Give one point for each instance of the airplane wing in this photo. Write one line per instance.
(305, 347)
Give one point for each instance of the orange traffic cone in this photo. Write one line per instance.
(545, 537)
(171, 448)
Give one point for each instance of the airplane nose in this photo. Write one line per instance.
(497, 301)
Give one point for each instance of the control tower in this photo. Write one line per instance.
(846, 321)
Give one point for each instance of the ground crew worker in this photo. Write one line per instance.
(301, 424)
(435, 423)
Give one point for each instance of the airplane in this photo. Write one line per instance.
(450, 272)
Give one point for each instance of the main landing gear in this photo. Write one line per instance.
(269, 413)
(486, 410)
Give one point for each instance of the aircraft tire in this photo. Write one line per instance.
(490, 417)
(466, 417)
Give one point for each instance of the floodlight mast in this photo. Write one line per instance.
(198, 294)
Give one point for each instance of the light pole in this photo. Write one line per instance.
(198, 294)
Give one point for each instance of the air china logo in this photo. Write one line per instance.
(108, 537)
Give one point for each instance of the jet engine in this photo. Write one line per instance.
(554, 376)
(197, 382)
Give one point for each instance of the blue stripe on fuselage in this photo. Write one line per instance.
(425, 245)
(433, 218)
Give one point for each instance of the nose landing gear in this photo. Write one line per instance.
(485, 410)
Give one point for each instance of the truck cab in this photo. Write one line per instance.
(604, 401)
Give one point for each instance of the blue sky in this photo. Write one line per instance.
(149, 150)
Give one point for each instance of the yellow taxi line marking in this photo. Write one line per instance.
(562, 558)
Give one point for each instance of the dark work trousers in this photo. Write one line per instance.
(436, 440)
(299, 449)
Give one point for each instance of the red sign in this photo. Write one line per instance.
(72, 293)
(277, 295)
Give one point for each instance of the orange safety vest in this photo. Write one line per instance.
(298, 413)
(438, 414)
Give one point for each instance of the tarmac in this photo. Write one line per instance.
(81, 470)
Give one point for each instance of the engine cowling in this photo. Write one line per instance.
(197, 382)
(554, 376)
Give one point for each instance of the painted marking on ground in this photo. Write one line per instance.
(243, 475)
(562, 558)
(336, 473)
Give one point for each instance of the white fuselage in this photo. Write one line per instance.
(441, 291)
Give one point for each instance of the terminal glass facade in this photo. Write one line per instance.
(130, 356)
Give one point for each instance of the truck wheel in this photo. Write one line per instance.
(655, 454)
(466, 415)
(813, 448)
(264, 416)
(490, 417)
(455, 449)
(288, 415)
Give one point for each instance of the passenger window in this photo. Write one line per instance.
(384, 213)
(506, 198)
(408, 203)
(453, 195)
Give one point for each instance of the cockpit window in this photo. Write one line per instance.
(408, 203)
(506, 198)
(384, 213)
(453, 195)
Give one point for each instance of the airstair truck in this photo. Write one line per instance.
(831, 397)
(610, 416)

----------

## Set task:
From the preceding material, extract every line exactly.

## Complete output:
Give one point for each instance of the airplane wing in this photo. Write one line per instance.
(305, 347)
Give one point for each instance of the orange traffic cone in this photo. Write one line per instance.
(545, 537)
(171, 448)
Give one point for each instance of the airplane nose in this photo. Write one line per instance.
(497, 301)
Give one point for each instance of the control tower in this photo. Write one line per instance.
(846, 321)
Give one point for each instance of the ground crew worker in this photo. Write one line per instance.
(301, 424)
(435, 423)
Give one point for each instance of the airplane in this photo. Write one line per instance.
(450, 272)
Give one point for each instance of the main landing gear in this photo. Write one line per instance.
(269, 413)
(486, 410)
Give one point for each instance of the aircraft tire in this photo. Write one line per instance.
(490, 417)
(466, 417)
Give one point for each instance of the floodlight mast in this photo. Write one line per instance.
(198, 294)
Give one point for each instance of the light pole in this photo. Write one line per instance.
(198, 294)
Give one point for each instance of the air china logo in this photo. Write one line per instance.
(108, 537)
Give one point for each instance of the jet engine in this photo. Write one line per instance.
(554, 376)
(197, 382)
Give one point for each instance of the blue stripe on fuselage in this photo. Write one line per instance.
(425, 245)
(433, 218)
Give one point for each instance of the nose landing gear in this photo. Write one line per instance.
(485, 410)
Give one point for each instance of the truck cab in this photo. Write one line per instance.
(604, 401)
Give one point for each instance of the blue sky in this photo. Write one line per instance.
(149, 150)
Give one point for each instance of the yellow taxi line marking in this photo. Write one line per instance.
(562, 558)
Give one point for each instance of the dark work trousers in this photo. Write one line per instance.
(436, 440)
(299, 449)
Give one point for each instance of the red sign in this photo. Write one line per instance.
(72, 293)
(277, 295)
Give one point for each instance of the orange safety vest in this photo. Write one line per instance.
(298, 413)
(438, 414)
Give one point for each instance of the tarmac in this photo. Write one line per instance.
(81, 470)
Give one point for each instance of the engine cowling in this photo. Write one line per instance.
(197, 382)
(554, 376)
Give one point for each instance of the painted marking on ground in this photo. Write one line per instance.
(243, 475)
(562, 558)
(336, 473)
Give one point for each instance of the white fuselage in this photo. Write one line per instance.
(441, 291)
Give one point for each instance of the terminal glass facade in this photo. Write one line per instance.
(130, 356)
Give one point for each instance of the truck wheel in this photo. Write one line per instance.
(655, 454)
(466, 415)
(813, 448)
(264, 416)
(490, 417)
(455, 449)
(288, 415)
Give one point for each instance of the passenger window in this photo. Write one line per instance.
(384, 213)
(506, 198)
(408, 203)
(453, 195)
Give one point for each instance of the cockpit window in this photo. Write one line per instance.
(408, 203)
(506, 198)
(384, 213)
(453, 195)
Give one point for each instance of the airstair truck in this photo. Write one line per instance.
(831, 397)
(610, 416)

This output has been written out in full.